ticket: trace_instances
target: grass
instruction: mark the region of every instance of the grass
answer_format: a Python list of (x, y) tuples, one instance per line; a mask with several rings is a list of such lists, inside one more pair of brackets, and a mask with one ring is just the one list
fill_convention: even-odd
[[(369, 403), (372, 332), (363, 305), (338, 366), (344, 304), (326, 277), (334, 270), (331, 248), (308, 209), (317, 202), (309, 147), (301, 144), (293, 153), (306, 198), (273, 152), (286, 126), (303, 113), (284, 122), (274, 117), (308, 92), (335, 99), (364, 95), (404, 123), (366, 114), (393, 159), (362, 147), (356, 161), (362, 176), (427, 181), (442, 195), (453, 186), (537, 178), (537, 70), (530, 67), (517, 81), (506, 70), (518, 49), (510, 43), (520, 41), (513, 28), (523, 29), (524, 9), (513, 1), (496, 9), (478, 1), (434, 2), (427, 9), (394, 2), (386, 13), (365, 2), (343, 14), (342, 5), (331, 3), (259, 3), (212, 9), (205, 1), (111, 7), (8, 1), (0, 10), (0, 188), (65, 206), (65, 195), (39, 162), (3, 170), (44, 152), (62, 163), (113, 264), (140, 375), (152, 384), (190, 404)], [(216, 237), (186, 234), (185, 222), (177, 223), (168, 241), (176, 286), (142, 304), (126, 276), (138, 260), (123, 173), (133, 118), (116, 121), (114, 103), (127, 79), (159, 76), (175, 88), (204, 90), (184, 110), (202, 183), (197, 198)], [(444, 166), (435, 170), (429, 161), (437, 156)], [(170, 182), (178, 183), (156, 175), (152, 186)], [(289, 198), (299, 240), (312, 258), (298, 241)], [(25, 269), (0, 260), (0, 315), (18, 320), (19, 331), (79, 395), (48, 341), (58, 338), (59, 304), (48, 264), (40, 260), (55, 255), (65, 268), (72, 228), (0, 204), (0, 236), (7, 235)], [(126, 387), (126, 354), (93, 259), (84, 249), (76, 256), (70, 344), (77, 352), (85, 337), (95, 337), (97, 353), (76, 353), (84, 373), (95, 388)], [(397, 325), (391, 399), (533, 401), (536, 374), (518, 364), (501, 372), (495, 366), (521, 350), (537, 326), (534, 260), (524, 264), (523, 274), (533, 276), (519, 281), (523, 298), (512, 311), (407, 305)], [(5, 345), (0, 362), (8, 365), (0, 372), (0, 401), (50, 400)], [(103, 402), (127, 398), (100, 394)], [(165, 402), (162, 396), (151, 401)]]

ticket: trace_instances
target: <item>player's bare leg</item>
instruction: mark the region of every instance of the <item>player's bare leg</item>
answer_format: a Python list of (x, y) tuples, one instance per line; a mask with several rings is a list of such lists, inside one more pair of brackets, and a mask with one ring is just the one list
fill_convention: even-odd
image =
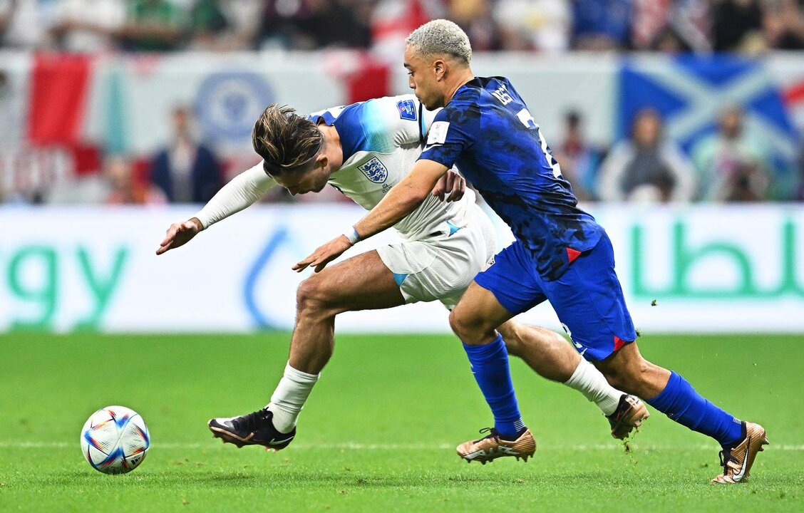
[(609, 420), (615, 438), (626, 438), (650, 417), (642, 400), (611, 386), (600, 371), (555, 331), (513, 320), (498, 330), (508, 354), (521, 358), (542, 377), (563, 383), (595, 403)]
[[(511, 318), (511, 312), (499, 304), (494, 294), (474, 281), (449, 314), (449, 325), (463, 342), (472, 363), (472, 372), (494, 415), (494, 427), (481, 430), (481, 433), (489, 431), (489, 435), (457, 446), (458, 456), (470, 462), (478, 461), (485, 464), (503, 456), (523, 458), (527, 461), (536, 449), (533, 435), (524, 427), (521, 418), (518, 425), (515, 424), (519, 429), (514, 435), (506, 434), (498, 429), (499, 425), (507, 425), (506, 421), (512, 418), (507, 417), (511, 413), (519, 417), (508, 370), (507, 352), (496, 330), (497, 326)], [(486, 348), (489, 351), (486, 351)], [(478, 350), (485, 352), (474, 352)], [(485, 367), (486, 361), (494, 367)]]
[(248, 415), (212, 419), (209, 428), (213, 434), (240, 447), (261, 445), (275, 450), (286, 447), (295, 436), (299, 412), (332, 355), (335, 316), (403, 304), (404, 298), (393, 274), (375, 251), (313, 274), (297, 293), (290, 356), (271, 402)]
[(302, 372), (321, 372), (334, 347), (335, 315), (404, 304), (393, 273), (376, 251), (312, 274), (296, 293), (296, 326), (288, 363)]
[(720, 443), (723, 473), (712, 482), (733, 484), (749, 477), (757, 454), (768, 444), (762, 426), (740, 421), (713, 405), (680, 376), (642, 358), (636, 343), (597, 365), (615, 386), (645, 398), (676, 422)]

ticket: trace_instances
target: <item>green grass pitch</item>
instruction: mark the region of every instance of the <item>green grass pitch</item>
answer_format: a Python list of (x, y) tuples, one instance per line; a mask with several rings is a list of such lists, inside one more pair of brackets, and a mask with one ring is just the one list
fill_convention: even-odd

**********

** REQUIRED WORK **
Arrange every line of the records above as a Markdown table with the columns "Row" and "Text", numbering the rows and skipping blank lines. Omit the pictures from the table.

** TASK ANSWER **
| Row | Text |
|---|---|
| 1 | ticket: trace_instances |
| 2 | target: grass |
| 3 | instruction: mark the region of every instance of the grass |
| 4 | answer_format: a Python list of (x, y) tuples, one instance per line; a mask with several rings is a list of such lists, inside one more pair of brackets, and a mask with one ring is just the one list |
| 5 | fill_convention: even-odd |
| 6 | [[(369, 403), (372, 332), (363, 305), (338, 366), (344, 304), (326, 277), (334, 270), (331, 248), (308, 209), (317, 202), (309, 147), (301, 144), (293, 153), (306, 198), (273, 152), (286, 126), (303, 113), (284, 122), (274, 117), (308, 92), (335, 99), (364, 95), (404, 123), (366, 114), (393, 159), (362, 147), (356, 161), (362, 176), (427, 181), (442, 195), (453, 186), (537, 178), (537, 70), (530, 67), (517, 81), (506, 70), (518, 49), (510, 43), (520, 41), (513, 28), (523, 29), (524, 9), (513, 1), (496, 9), (478, 1), (434, 2), (427, 9), (394, 2), (386, 13), (365, 2), (343, 14), (342, 5), (331, 3), (259, 3), (212, 9), (205, 1), (111, 7), (8, 1), (0, 10), (0, 188), (65, 206), (65, 195), (39, 162), (3, 170), (44, 152), (62, 163), (113, 264), (140, 375), (152, 384), (190, 404)], [(216, 237), (186, 234), (185, 222), (177, 223), (168, 241), (176, 286), (142, 304), (126, 276), (138, 260), (123, 173), (133, 118), (116, 121), (114, 103), (127, 79), (159, 76), (175, 88), (204, 90), (184, 110), (202, 183), (197, 198)], [(444, 166), (435, 170), (429, 161), (437, 156)], [(170, 182), (178, 183), (156, 175), (152, 186)], [(289, 198), (299, 240), (312, 258), (298, 241)], [(25, 269), (0, 260), (0, 315), (18, 320), (19, 331), (79, 395), (48, 341), (58, 338), (59, 304), (48, 264), (40, 260), (55, 255), (65, 268), (72, 228), (0, 204), (0, 236), (7, 235)], [(126, 387), (126, 354), (93, 259), (84, 249), (76, 256), (70, 344), (77, 352), (85, 337), (95, 337), (97, 353), (76, 353), (84, 373), (95, 388)], [(397, 325), (391, 399), (533, 401), (536, 374), (518, 364), (501, 372), (495, 366), (521, 350), (537, 326), (534, 260), (524, 264), (523, 274), (533, 276), (519, 281), (523, 298), (512, 311), (407, 305)], [(5, 345), (0, 362), (8, 365), (0, 372), (0, 401), (50, 400)], [(103, 402), (127, 398), (100, 394)], [(165, 402), (162, 396), (151, 401)]] |
| 7 | ticket: trace_instances |
| 8 | target: <item>player's bare leg</item> |
| 9 | instruction: mark the region of every instance of the <item>player's bare leg</item> |
| 10 | answer_format: a Python list of (x, y) tuples, one instance per line; a mask with several rings is a list of such lists, inside one more pair of brackets, and a mask with one ring is just the one list |
| 11 | fill_convention: even-odd |
| 12 | image = |
| 13 | [(609, 420), (615, 438), (626, 438), (650, 417), (642, 400), (611, 386), (600, 371), (555, 331), (513, 320), (498, 330), (508, 354), (521, 358), (542, 377), (563, 383), (595, 403)] |
| 14 | [[(511, 318), (511, 312), (499, 304), (494, 294), (474, 281), (449, 314), (449, 325), (463, 342), (472, 363), (472, 372), (494, 415), (494, 427), (481, 430), (481, 433), (489, 431), (489, 435), (457, 446), (458, 456), (470, 462), (478, 461), (485, 464), (503, 456), (523, 458), (527, 461), (536, 449), (533, 435), (524, 427), (521, 418), (518, 425), (515, 424), (519, 429), (514, 435), (506, 434), (498, 429), (499, 425), (507, 425), (506, 421), (512, 418), (507, 417), (511, 413), (519, 417), (508, 370), (507, 352), (496, 330), (497, 326)], [(486, 348), (489, 351), (486, 351)], [(478, 350), (485, 352), (474, 352)], [(485, 367), (486, 361), (494, 367)]] |
| 15 | [(248, 415), (212, 419), (209, 428), (213, 434), (240, 447), (261, 445), (275, 450), (286, 447), (295, 436), (299, 412), (332, 355), (335, 316), (403, 304), (404, 298), (393, 274), (375, 251), (313, 274), (297, 293), (290, 356), (271, 402)] |
| 16 | [(302, 372), (321, 372), (334, 347), (335, 315), (404, 304), (393, 273), (376, 251), (312, 274), (296, 293), (296, 326), (288, 363)] |
| 17 | [(720, 443), (723, 473), (712, 482), (733, 484), (749, 477), (757, 454), (768, 444), (762, 426), (740, 421), (713, 405), (680, 376), (642, 358), (636, 343), (597, 365), (615, 386), (645, 398), (676, 422)] |
| 18 | ticket: trace_instances |
| 19 | target: <item>green grass pitch</item> |
| 20 | instruction: mark the region of every instance of the <item>green grass pitch</item> |
| 21 | answer_format: a Python list of (x, y) tuples, one instance per line; a mask with several rings is a list of such lists, inside one more pair of brackets, and a mask with one ring is just the one list |
| 22 | fill_convention: even-odd |